- _The problem_: Return each line of the listing below, unchanged, and omit the images.
- - - - - - -
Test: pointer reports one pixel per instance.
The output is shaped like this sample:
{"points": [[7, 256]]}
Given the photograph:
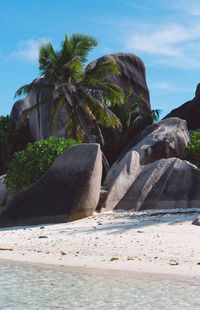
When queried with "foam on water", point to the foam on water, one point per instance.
{"points": [[28, 287]]}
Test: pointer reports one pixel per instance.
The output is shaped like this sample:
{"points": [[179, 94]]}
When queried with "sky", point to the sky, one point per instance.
{"points": [[165, 34]]}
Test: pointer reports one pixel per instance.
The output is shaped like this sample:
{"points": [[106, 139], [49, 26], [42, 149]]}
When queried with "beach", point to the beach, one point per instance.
{"points": [[159, 242]]}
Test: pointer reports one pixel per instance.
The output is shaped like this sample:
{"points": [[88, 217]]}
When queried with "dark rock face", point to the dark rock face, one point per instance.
{"points": [[164, 184], [119, 179], [19, 106], [189, 111], [5, 196], [68, 191], [40, 119], [132, 75], [165, 139]]}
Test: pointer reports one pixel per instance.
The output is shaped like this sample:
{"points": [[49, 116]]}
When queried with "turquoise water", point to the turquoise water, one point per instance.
{"points": [[27, 287]]}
- - - - - - -
- _Response for this exercise_:
Test: pointer reports one pixel per instance.
The output is shaped like this sample:
{"points": [[7, 256]]}
Given the photograph:
When queried with "foam on water", point to the foam on water, one point per instance.
{"points": [[28, 287]]}
Test: pointer reports one pixel per instance.
The output is shaped like this sample:
{"points": [[179, 94]]}
When queried with "sky", point to the sky, one point per instance.
{"points": [[165, 34]]}
Test: pointer reports one pixel per instance.
The output is shaped like this sample:
{"points": [[106, 139], [49, 26], [42, 149]]}
When queried with "beach", point to the beach, one point per instance.
{"points": [[159, 242]]}
Test: pointer reports one pixel per instance.
The output is shaped like this sample:
{"points": [[88, 217]]}
When queried with "dark rock face", point to the dark rock face, one point per instance.
{"points": [[164, 184], [119, 179], [19, 106], [189, 111], [5, 196], [68, 191], [40, 119], [132, 75], [165, 139]]}
Test: pointer reports one pixel per instance.
The output is shaped like this sample:
{"points": [[49, 116]]}
When queried with "turquoise water", point to the turquoise water, one point per instance.
{"points": [[27, 287]]}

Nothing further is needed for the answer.